→ **Directive a**
Return every line of the records that contains the string "climber", treating uppercase and lowercase as different.

→ **Source document**
-=-=-=-=-

Farmers abandoning fields in Zambia as pre-planting forecasts turned into failed harvests. Dadaab’s outskirts filling with makeshift shelters as Somalis escape the prolonged drought at home. County roads in northern Kenya washed out or parched, as communities alternate between flood and drought in a single year.
Each of these climate-driven emergencies triggers the same pattern: we mobilize heroic responses with emergency airlifts, surge capacity, and round-the-clock logistics. These are very heroics we rightly celebrate every year on World Humanitarian Day. But heroics after disaster will never be enough. And while our response spending grows, human need grows faster, and donor funding is slimming down.
The UN’s Global Humanitarian Overview shows we need more than US$45 billion to reach 181 million people in need in 72 countries. Despite growing needs, humanitarian funding plunged in 2025, falling 39% below 2024 levels, with major donors contributing significantly less. World Humanitarian Day has always been about solidarity with those who suffer. With today’s advancements in science and intelligence, solidarity would mean smarter interventions before disaster strikes, not after.

-=-=-=-=-

→ **Directive b**
According to the article on humanitarian funding, how far below 2024 levels did humanitarian funding fall in 2025?

Rows from a pointing dataset
-=-=-=-=-

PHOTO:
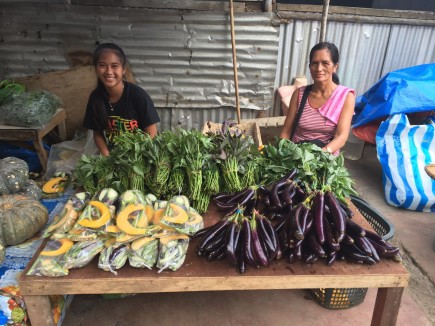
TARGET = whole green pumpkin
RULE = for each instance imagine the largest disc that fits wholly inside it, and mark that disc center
(14, 173)
(20, 218)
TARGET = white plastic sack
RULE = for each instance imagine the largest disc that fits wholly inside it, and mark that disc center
(403, 151)
(63, 157)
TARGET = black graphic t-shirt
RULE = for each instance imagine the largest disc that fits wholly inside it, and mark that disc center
(135, 109)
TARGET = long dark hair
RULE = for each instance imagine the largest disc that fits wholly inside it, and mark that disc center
(335, 56)
(100, 93)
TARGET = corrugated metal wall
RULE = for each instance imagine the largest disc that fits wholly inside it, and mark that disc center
(183, 58)
(367, 51)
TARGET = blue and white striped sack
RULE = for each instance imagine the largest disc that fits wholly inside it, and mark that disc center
(403, 151)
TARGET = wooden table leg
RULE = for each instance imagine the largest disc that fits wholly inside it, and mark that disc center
(42, 154)
(387, 306)
(39, 310)
(62, 130)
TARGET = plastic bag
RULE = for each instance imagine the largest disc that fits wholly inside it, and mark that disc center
(63, 157)
(403, 151)
(50, 265)
(172, 252)
(82, 253)
(30, 109)
(113, 257)
(143, 253)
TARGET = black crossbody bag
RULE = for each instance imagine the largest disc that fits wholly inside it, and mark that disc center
(317, 142)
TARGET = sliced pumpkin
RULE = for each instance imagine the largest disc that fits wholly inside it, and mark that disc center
(66, 245)
(139, 243)
(157, 217)
(123, 220)
(175, 214)
(194, 217)
(149, 211)
(55, 185)
(110, 242)
(69, 214)
(166, 239)
(102, 220)
(112, 229)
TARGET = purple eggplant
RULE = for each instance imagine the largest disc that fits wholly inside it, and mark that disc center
(329, 237)
(316, 247)
(363, 246)
(248, 252)
(211, 234)
(355, 229)
(318, 209)
(232, 238)
(256, 244)
(336, 213)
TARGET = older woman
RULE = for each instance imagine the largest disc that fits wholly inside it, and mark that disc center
(327, 113)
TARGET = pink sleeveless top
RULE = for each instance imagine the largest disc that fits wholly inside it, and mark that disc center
(321, 123)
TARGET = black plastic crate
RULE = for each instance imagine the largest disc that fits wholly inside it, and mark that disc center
(344, 298)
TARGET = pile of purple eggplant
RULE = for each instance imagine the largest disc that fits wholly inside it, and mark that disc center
(286, 220)
(241, 240)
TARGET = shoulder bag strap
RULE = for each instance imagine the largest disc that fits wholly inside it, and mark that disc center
(301, 109)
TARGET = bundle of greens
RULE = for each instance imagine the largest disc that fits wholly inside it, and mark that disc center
(236, 156)
(317, 170)
(127, 156)
(158, 163)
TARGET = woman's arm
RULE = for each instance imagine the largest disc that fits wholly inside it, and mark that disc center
(151, 130)
(290, 117)
(344, 124)
(100, 141)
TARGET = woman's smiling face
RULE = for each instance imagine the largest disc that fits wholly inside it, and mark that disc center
(109, 69)
(321, 66)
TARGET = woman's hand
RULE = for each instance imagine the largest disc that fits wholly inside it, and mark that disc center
(101, 143)
(344, 123)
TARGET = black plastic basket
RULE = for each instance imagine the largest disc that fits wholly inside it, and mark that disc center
(343, 298)
(379, 223)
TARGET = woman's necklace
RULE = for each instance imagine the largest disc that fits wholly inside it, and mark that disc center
(112, 106)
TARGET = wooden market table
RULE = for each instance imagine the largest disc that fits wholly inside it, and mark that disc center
(197, 274)
(20, 134)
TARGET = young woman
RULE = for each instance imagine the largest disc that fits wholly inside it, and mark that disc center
(115, 105)
(329, 108)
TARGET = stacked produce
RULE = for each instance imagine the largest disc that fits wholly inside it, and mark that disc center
(131, 227)
(280, 200)
(308, 208)
(183, 162)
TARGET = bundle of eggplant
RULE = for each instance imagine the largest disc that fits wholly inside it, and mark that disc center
(241, 240)
(286, 219)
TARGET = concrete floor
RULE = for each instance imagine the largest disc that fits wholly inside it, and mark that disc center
(415, 233)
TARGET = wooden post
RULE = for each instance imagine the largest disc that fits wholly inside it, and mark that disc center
(233, 45)
(324, 20)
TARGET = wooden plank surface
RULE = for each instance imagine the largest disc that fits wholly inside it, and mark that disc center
(197, 274)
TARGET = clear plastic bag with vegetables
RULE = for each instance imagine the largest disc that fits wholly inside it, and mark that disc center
(113, 257)
(9, 89)
(50, 261)
(172, 251)
(82, 253)
(30, 109)
(144, 252)
(96, 216)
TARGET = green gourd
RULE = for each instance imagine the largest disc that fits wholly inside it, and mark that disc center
(20, 218)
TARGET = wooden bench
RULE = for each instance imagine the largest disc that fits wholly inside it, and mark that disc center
(21, 134)
(197, 274)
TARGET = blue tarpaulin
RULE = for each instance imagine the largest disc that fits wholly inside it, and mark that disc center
(407, 90)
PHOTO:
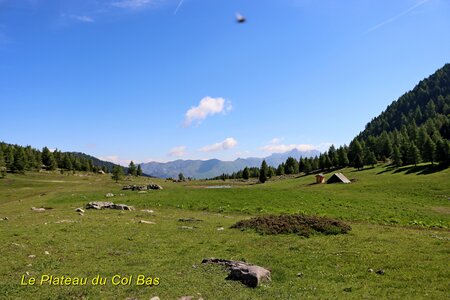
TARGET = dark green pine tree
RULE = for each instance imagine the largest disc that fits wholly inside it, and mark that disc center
(429, 150)
(117, 173)
(397, 157)
(2, 165)
(308, 166)
(291, 166)
(413, 154)
(272, 172)
(358, 162)
(280, 169)
(67, 163)
(333, 155)
(357, 152)
(301, 165)
(370, 159)
(132, 169)
(443, 151)
(19, 161)
(246, 173)
(342, 157)
(263, 172)
(48, 160)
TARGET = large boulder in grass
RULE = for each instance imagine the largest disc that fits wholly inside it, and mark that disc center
(248, 274)
(154, 186)
(110, 205)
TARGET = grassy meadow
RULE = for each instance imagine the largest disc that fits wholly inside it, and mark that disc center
(400, 223)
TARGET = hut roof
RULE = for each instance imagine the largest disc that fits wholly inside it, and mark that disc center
(338, 177)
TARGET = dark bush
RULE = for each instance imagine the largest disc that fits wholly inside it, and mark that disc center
(297, 224)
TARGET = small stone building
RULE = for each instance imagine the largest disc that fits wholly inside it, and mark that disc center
(320, 178)
(338, 178)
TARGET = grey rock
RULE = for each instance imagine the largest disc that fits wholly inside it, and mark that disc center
(110, 205)
(146, 222)
(380, 272)
(248, 274)
(40, 209)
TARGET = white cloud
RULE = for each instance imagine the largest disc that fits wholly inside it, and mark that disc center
(208, 106)
(178, 151)
(116, 159)
(275, 146)
(133, 4)
(84, 19)
(228, 143)
(390, 20)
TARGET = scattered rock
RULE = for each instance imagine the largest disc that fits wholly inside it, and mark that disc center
(187, 227)
(64, 221)
(110, 205)
(38, 209)
(248, 274)
(190, 220)
(380, 272)
(146, 222)
(154, 186)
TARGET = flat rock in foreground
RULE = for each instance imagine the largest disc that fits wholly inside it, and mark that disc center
(248, 274)
(110, 205)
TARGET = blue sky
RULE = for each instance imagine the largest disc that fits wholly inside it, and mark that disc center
(143, 80)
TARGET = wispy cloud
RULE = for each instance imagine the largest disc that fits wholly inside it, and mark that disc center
(208, 106)
(390, 20)
(116, 159)
(275, 146)
(226, 144)
(133, 4)
(78, 18)
(178, 151)
(178, 7)
(84, 19)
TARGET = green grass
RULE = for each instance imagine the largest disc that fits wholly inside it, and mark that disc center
(381, 208)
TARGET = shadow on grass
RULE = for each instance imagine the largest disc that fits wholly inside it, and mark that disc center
(419, 170)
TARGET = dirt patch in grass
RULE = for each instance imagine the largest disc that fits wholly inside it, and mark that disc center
(297, 224)
(442, 210)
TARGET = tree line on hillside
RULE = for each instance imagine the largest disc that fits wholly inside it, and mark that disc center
(413, 129)
(18, 159)
(410, 145)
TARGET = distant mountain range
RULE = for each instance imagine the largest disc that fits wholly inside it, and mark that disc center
(213, 167)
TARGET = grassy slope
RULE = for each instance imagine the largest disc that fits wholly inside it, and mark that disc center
(110, 242)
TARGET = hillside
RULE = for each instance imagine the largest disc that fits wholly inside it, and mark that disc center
(428, 100)
(18, 159)
(412, 129)
(399, 224)
(214, 167)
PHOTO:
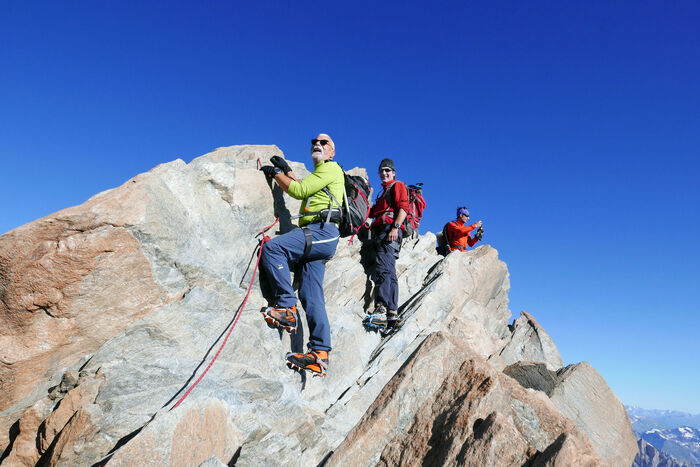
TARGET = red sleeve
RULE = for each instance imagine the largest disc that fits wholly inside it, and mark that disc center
(400, 196)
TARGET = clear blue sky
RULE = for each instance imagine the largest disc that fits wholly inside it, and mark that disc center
(572, 129)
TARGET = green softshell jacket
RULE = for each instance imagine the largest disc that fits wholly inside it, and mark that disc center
(326, 174)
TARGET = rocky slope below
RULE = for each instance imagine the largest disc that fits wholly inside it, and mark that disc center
(110, 309)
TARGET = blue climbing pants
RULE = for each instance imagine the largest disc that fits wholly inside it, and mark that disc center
(276, 256)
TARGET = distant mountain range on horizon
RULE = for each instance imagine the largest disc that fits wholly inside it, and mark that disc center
(671, 432)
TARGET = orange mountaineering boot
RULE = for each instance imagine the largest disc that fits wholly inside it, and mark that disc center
(316, 361)
(281, 317)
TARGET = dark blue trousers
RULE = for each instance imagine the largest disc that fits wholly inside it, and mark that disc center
(385, 271)
(276, 256)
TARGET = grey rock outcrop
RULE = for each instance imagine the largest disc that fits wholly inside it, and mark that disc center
(583, 395)
(110, 309)
(531, 343)
(533, 375)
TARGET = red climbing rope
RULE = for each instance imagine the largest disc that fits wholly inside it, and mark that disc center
(264, 239)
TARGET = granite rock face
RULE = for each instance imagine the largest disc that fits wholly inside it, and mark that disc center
(109, 310)
(529, 342)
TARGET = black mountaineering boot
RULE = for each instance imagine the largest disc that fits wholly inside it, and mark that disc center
(316, 361)
(392, 317)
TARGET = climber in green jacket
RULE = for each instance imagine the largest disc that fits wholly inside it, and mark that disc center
(310, 247)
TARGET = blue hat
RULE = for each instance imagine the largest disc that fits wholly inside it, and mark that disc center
(462, 210)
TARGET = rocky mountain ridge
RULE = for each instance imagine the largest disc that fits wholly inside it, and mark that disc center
(109, 309)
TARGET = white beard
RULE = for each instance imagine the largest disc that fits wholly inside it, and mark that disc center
(318, 156)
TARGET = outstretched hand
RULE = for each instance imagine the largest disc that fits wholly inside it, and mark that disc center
(268, 170)
(393, 235)
(277, 161)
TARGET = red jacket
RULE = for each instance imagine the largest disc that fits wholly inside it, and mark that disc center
(458, 237)
(387, 205)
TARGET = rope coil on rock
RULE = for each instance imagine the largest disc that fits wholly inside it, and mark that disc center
(239, 312)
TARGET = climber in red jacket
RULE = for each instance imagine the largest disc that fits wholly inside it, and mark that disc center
(389, 211)
(457, 232)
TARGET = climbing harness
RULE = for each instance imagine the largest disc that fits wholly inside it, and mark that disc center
(264, 238)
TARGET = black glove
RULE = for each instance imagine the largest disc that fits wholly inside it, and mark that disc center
(270, 171)
(277, 161)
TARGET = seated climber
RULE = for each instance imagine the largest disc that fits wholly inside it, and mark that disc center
(389, 212)
(457, 234)
(310, 247)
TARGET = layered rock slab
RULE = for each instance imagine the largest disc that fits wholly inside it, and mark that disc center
(466, 413)
(583, 395)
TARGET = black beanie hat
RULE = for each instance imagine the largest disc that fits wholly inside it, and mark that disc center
(387, 163)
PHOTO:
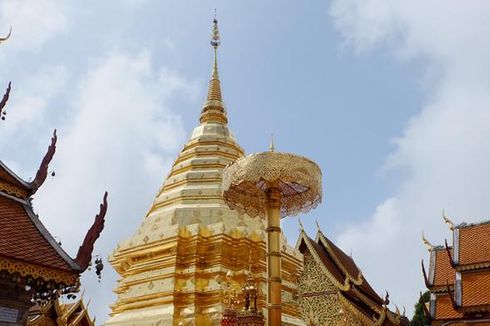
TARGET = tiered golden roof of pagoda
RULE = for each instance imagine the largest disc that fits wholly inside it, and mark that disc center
(171, 267)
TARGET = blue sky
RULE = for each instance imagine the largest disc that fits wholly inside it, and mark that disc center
(380, 94)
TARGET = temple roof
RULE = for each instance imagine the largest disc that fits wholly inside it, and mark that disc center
(459, 276)
(347, 277)
(26, 246)
(23, 237)
(474, 243)
(475, 289)
(444, 309)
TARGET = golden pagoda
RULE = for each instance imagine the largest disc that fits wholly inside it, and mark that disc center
(172, 269)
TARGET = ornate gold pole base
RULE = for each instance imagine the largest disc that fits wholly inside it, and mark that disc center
(274, 257)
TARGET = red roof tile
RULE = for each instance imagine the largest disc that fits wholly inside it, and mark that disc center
(443, 271)
(476, 288)
(474, 244)
(444, 308)
(21, 239)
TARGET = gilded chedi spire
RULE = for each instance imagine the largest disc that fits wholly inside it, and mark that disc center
(171, 267)
(214, 108)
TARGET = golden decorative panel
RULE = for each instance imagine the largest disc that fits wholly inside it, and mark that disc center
(13, 190)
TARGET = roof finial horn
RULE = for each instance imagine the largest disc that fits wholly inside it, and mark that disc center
(426, 242)
(302, 229)
(272, 147)
(447, 221)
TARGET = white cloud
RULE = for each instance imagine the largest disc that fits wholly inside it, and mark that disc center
(30, 105)
(444, 148)
(120, 136)
(33, 22)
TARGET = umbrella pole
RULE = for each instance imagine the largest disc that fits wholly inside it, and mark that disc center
(274, 257)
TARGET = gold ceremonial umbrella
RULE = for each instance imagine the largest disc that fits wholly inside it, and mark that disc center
(272, 185)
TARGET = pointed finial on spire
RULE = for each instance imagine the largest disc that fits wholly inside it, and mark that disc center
(214, 108)
(318, 226)
(272, 148)
(302, 229)
(447, 221)
(426, 242)
(215, 39)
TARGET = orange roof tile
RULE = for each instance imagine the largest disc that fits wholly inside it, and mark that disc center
(351, 267)
(475, 288)
(443, 270)
(22, 240)
(444, 308)
(474, 244)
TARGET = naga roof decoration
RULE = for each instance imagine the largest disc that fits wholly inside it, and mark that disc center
(353, 291)
(84, 254)
(27, 250)
(16, 186)
(459, 275)
(42, 172)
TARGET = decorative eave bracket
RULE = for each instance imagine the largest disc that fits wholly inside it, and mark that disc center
(84, 254)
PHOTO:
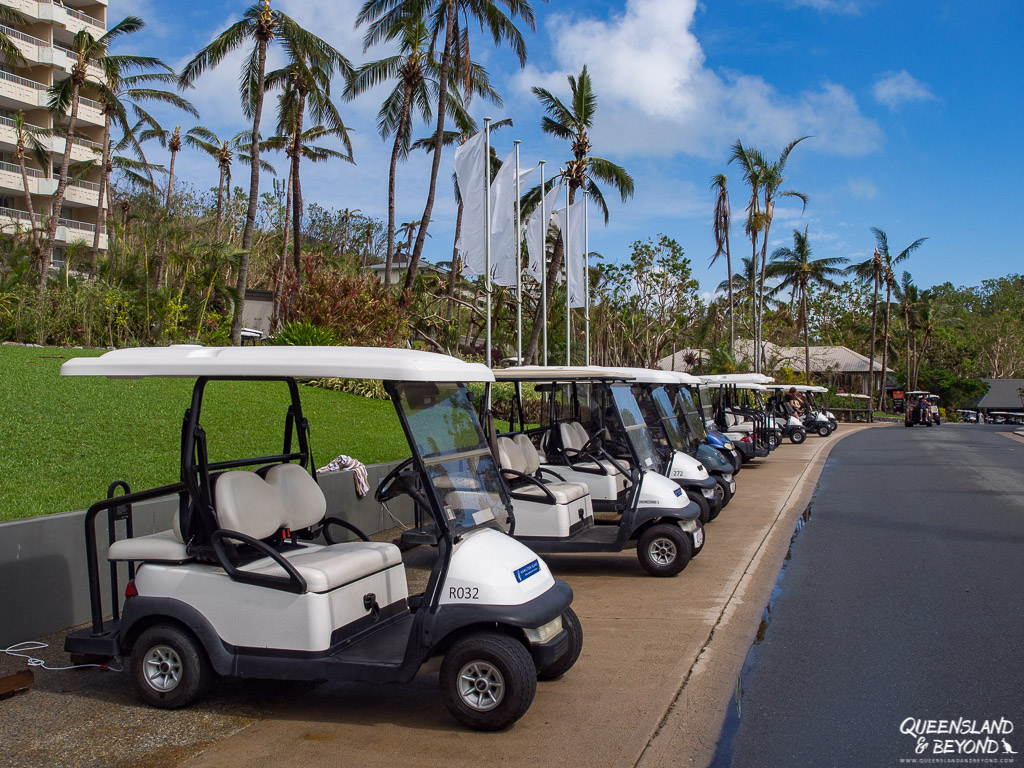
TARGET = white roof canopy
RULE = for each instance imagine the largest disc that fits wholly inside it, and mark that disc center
(187, 360)
(560, 373)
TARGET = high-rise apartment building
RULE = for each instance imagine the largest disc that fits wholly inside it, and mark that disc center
(45, 43)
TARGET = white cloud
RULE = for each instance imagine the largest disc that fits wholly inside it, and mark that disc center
(862, 187)
(657, 96)
(897, 88)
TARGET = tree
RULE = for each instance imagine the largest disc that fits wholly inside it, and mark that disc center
(801, 273)
(870, 269)
(416, 70)
(888, 262)
(306, 80)
(222, 151)
(722, 221)
(384, 16)
(65, 98)
(573, 123)
(258, 27)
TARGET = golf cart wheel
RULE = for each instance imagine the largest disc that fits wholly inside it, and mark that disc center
(697, 498)
(553, 671)
(487, 681)
(725, 491)
(169, 667)
(664, 550)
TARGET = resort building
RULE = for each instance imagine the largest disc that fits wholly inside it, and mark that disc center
(45, 43)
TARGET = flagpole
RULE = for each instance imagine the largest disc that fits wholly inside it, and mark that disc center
(586, 274)
(565, 262)
(486, 231)
(518, 262)
(544, 267)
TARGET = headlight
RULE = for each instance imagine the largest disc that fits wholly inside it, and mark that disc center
(543, 634)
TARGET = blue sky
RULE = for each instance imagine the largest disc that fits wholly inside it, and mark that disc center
(913, 108)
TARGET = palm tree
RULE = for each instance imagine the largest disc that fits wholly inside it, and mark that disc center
(385, 18)
(8, 49)
(28, 139)
(800, 273)
(415, 69)
(259, 26)
(64, 99)
(306, 79)
(572, 123)
(222, 151)
(888, 262)
(722, 221)
(870, 269)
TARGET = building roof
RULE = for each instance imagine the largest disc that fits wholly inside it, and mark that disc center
(1003, 394)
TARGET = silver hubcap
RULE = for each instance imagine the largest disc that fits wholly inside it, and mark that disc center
(663, 551)
(162, 667)
(481, 685)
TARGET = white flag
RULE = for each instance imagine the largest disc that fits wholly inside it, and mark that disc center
(503, 229)
(537, 233)
(572, 233)
(469, 161)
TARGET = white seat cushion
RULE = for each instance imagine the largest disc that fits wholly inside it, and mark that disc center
(162, 547)
(326, 568)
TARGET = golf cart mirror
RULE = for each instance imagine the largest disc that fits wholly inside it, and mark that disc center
(420, 394)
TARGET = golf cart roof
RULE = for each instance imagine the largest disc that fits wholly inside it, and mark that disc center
(189, 360)
(738, 379)
(646, 375)
(561, 373)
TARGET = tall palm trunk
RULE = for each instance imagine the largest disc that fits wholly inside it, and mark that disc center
(392, 174)
(100, 210)
(162, 260)
(875, 325)
(279, 273)
(220, 204)
(247, 233)
(442, 88)
(57, 202)
(297, 197)
(885, 346)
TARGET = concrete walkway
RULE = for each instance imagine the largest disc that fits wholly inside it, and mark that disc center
(659, 662)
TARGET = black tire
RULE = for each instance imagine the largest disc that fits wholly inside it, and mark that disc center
(697, 498)
(484, 667)
(726, 492)
(169, 667)
(570, 623)
(664, 550)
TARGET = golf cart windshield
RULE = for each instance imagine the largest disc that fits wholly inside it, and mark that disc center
(667, 415)
(456, 457)
(692, 415)
(635, 426)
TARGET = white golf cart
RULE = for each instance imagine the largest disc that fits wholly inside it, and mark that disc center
(705, 474)
(592, 452)
(240, 588)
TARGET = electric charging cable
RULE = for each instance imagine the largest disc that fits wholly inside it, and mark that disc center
(17, 649)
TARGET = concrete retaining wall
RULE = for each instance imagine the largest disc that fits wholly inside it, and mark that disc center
(44, 586)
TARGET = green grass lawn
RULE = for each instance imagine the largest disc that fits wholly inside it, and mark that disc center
(65, 439)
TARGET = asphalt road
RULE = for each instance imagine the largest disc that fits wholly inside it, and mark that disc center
(902, 599)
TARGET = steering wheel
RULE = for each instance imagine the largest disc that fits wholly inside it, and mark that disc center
(389, 486)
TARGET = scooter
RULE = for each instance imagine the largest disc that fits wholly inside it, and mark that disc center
(241, 587)
(592, 453)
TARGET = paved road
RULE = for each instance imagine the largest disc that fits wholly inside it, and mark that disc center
(902, 599)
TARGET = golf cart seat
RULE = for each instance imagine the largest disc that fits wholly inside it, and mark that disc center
(520, 470)
(290, 499)
(166, 547)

-=-=-=-=-

→ **Correct response a**
TARGET = climber in green jacket
TARGET = climber in red jacket
TARGET = seated climber

→ **Correct response b**
It fell 39% below 2024 levels.